■ What is needed: Output the full listing verbatim.
*** Opening of Input ***
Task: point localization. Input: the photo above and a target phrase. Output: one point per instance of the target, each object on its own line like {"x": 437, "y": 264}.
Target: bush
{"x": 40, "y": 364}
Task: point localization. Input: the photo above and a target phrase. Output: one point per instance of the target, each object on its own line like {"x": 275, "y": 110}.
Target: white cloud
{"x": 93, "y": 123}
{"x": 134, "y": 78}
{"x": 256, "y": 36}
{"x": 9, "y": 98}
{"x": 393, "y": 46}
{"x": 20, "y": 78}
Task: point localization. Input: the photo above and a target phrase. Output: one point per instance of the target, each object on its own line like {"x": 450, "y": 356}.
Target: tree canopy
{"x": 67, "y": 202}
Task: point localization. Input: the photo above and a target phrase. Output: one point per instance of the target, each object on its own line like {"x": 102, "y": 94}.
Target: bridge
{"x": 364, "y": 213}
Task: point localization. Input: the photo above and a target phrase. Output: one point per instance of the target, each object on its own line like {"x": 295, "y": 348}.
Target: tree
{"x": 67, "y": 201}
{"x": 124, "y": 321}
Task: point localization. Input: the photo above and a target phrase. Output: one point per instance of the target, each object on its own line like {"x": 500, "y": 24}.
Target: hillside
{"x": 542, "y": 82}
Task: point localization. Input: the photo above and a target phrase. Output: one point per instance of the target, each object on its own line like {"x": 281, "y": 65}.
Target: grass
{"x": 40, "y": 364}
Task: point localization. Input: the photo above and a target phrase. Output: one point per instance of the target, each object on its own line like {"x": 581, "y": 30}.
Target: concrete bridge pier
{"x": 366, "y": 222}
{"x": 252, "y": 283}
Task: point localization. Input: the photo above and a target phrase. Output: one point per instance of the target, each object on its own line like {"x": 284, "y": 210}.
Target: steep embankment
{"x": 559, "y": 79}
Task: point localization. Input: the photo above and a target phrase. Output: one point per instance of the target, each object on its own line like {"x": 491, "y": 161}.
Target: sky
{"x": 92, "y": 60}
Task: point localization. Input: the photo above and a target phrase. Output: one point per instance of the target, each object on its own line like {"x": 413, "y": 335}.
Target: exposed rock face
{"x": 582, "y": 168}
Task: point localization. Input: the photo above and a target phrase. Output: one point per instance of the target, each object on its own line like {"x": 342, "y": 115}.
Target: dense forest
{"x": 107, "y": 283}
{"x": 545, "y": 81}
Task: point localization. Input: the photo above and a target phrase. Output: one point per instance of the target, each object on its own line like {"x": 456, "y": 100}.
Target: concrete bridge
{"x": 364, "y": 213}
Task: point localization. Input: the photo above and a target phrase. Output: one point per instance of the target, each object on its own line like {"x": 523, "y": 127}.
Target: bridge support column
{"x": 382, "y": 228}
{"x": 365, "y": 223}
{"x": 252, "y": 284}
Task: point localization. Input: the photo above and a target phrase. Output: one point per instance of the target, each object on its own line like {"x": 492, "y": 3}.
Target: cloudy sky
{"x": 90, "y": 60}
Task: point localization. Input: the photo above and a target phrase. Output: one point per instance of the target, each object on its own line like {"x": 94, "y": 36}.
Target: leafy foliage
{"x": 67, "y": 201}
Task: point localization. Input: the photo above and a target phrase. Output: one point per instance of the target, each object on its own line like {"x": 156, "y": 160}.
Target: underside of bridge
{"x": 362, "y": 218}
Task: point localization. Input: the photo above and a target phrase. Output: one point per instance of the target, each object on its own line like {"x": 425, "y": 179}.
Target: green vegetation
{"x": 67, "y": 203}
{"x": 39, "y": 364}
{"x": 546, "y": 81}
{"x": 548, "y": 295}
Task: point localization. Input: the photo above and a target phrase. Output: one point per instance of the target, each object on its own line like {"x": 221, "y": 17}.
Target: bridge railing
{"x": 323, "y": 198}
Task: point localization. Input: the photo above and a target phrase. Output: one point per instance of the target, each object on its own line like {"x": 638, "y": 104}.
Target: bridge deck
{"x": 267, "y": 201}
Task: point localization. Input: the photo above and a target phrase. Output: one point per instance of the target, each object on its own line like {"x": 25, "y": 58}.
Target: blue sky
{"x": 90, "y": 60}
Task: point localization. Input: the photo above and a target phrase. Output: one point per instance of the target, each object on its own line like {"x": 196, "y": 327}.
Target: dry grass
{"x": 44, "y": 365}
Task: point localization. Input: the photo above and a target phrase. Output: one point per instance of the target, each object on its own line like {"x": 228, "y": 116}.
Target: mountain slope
*** Close of Input ***
■ Output:
Task: point localization. Input: the photo above and a target phrase. Output: one point per instance of the target, each object on its own line like {"x": 437, "y": 264}.
Target: bush
{"x": 40, "y": 364}
Task: point localization. Input: the photo above and a target phrase. Output: one point per instance of the target, each object on its own line like {"x": 275, "y": 110}.
Target: white cloud
{"x": 93, "y": 123}
{"x": 134, "y": 78}
{"x": 256, "y": 36}
{"x": 9, "y": 98}
{"x": 393, "y": 46}
{"x": 20, "y": 78}
Task: point localization. Input: the photo above and a target phrase. Output: one point per instance of the target, each object on its own line like {"x": 450, "y": 356}.
Target: tree canopy
{"x": 67, "y": 202}
Task: point localization. Input: the photo above and a target phrase. Output: one point per instance of the target, each object on its own line like {"x": 102, "y": 94}.
Target: bridge
{"x": 364, "y": 213}
Task: point localization. Input: the photo above and a target phrase. Output: one point per instance of the target, each object on its own line like {"x": 295, "y": 348}.
Target: tree
{"x": 67, "y": 201}
{"x": 124, "y": 321}
Task: point localization. Input: the photo above and a target phrase. Output: one point per instance of the target, each object on its own line like {"x": 500, "y": 24}.
Target: hillside
{"x": 542, "y": 82}
Task: point localization. Input: the photo above and a target phrase. Output: one point per instance of the target, each object on its own line like {"x": 281, "y": 65}.
Target: grass
{"x": 40, "y": 364}
Task: point localization. Input: the photo above and a target phrase. Output: one point per instance of the target, each object on its own line like {"x": 581, "y": 30}.
Target: concrete bridge pier
{"x": 366, "y": 222}
{"x": 252, "y": 283}
Task: point localization. Input: the photo above and a target phrase. Output: one point per instance of the target, each object on its own line like {"x": 284, "y": 210}.
Target: steep embankment
{"x": 559, "y": 79}
Task: point localization. Input: the photo above and a target phrase. Output: one point per instance of the target, each object on its own line like {"x": 491, "y": 161}.
Target: sky
{"x": 92, "y": 60}
Task: point localization. Input: the photo above and a target phrase. Output: one point per instance of the target, each object on its own line like {"x": 413, "y": 335}.
Target: exposed rock face
{"x": 582, "y": 168}
Task: point localization. Input: the photo above and a target phrase. Output: one point per instance of the target, each object on its own line like {"x": 342, "y": 115}.
Target: dense forest
{"x": 107, "y": 283}
{"x": 545, "y": 81}
Task: point localization. Input: the photo above and a target phrase. Output: one point per instance of the target, each object on its own line like {"x": 456, "y": 100}.
Target: concrete bridge
{"x": 364, "y": 213}
Task: point localization. Input: the photo above and a target phrase. Output: one point per instance of the target, each object on its own line like {"x": 523, "y": 127}.
Target: bridge support column
{"x": 382, "y": 228}
{"x": 365, "y": 223}
{"x": 252, "y": 284}
Task: point localization. Input: the photo above and a target phrase. Output: one point per instance of the target, each object on its own line like {"x": 492, "y": 3}.
Target: cloudy sky
{"x": 90, "y": 60}
Task: point localization. Input: the photo above and a target phrase. Output: one point per instance of the target, each object on its own line like {"x": 94, "y": 36}.
Target: leafy foliage
{"x": 67, "y": 201}
Task: point localization. Input: the photo above and a target phrase. Output: one point per instance of the target, each object on its own line like {"x": 156, "y": 160}.
Target: underside of bridge
{"x": 362, "y": 218}
Task: point localization. Input: the photo above and a target phrase. Output: one point per instance of the target, each object on its own line like {"x": 425, "y": 179}.
Target: green vegetation
{"x": 67, "y": 203}
{"x": 39, "y": 364}
{"x": 546, "y": 81}
{"x": 548, "y": 295}
Task: point localization. Input: the photo above and a target phrase. Output: one point per instance of the target, each object on its own line like {"x": 221, "y": 17}.
Target: bridge railing
{"x": 323, "y": 198}
Task: point localization. Input: the photo above and a target phrase. Output: one point per instance of the target, each object on its own line like {"x": 638, "y": 104}.
Target: bridge deck
{"x": 267, "y": 201}
Task: point localization. Input: the photo above and a target phrase. Output: one point per instance of the target, each object on its own line like {"x": 25, "y": 58}.
Target: blue sky
{"x": 90, "y": 60}
Task: point localization. Input: the photo above and a target phrase. Output: one point per instance of the target, each object on its own line like {"x": 196, "y": 327}.
Target: dry grass
{"x": 44, "y": 365}
Task: point localization. Input: the photo above and a target phrase. Output: one point per instance of the target, each object on its own line like {"x": 228, "y": 116}.
Target: mountain slope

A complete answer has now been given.